======== Data to use

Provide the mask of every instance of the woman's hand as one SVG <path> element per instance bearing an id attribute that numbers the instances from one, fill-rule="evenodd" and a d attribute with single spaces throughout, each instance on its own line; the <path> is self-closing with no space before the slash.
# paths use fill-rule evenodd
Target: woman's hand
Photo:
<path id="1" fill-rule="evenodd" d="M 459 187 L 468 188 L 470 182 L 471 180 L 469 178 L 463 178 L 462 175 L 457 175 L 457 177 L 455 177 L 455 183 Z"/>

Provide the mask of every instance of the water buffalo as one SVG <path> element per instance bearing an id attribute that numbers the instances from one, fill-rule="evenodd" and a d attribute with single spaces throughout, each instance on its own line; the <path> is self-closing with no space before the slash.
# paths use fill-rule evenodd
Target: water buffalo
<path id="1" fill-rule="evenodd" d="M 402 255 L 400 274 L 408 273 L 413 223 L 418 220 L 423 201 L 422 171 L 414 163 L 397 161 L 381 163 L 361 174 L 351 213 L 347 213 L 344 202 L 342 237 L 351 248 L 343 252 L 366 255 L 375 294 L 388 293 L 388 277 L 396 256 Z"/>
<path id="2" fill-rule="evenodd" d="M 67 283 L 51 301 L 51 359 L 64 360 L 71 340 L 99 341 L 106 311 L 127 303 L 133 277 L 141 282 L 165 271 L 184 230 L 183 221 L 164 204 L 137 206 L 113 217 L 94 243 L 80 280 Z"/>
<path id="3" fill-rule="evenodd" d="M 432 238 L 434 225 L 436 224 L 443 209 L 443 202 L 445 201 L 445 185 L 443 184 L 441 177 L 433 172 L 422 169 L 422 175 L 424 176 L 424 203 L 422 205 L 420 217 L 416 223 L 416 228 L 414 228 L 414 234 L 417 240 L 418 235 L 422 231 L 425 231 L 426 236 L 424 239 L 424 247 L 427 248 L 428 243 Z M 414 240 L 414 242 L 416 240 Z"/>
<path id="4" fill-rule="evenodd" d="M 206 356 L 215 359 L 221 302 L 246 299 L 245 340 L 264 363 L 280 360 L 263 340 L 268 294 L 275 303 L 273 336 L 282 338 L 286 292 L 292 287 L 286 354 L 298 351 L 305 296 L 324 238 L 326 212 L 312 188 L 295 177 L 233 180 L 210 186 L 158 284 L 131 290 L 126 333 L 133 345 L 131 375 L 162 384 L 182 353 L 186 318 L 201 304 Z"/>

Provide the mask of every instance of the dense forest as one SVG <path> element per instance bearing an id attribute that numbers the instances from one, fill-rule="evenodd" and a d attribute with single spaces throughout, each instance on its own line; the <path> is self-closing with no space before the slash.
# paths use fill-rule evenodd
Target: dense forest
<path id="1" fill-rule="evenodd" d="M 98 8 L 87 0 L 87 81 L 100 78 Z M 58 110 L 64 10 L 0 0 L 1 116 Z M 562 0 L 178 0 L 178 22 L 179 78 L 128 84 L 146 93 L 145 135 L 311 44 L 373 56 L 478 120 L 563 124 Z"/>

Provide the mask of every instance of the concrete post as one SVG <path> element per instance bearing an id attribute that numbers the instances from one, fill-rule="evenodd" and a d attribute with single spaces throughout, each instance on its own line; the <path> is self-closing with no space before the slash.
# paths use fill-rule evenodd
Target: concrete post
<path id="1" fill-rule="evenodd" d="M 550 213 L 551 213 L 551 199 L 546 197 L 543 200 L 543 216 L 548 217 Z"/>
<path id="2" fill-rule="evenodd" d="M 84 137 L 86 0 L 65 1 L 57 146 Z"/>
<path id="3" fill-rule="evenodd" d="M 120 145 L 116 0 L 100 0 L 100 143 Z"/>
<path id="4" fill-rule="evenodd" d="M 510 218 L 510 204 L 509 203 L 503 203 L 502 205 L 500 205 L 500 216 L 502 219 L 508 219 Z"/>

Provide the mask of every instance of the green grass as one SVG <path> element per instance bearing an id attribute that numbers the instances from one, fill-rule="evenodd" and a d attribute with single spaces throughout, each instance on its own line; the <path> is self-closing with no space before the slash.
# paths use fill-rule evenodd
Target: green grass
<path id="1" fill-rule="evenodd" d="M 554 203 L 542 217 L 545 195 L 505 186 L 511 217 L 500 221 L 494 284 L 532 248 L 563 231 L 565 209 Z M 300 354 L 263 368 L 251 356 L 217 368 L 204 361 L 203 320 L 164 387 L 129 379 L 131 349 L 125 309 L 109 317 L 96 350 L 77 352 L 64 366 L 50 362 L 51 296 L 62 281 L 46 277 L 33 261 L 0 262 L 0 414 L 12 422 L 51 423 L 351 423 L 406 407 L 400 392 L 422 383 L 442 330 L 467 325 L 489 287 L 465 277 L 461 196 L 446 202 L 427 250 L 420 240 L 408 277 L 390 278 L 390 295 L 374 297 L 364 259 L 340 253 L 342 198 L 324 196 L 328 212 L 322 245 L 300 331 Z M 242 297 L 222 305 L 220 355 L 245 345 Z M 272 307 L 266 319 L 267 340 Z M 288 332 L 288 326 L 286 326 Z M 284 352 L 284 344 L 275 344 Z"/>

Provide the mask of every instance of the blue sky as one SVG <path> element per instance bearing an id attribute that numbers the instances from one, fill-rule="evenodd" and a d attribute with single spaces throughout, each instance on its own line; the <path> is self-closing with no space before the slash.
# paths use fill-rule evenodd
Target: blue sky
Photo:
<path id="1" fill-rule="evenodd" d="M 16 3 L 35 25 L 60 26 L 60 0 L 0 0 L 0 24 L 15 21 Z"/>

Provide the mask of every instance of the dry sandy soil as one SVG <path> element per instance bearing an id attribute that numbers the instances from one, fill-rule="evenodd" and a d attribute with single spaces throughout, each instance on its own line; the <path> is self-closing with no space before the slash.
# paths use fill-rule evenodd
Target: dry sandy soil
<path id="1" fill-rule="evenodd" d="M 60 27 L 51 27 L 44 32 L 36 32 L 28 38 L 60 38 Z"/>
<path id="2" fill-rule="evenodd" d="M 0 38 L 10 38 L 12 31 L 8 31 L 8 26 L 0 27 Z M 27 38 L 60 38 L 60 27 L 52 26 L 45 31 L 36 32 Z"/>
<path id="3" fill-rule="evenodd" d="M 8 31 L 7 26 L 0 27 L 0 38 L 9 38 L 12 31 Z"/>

================

What you should do → Every line in the data above that contains the word "blue" counts; report how many there are and nothing more.

Response for this exercise → 2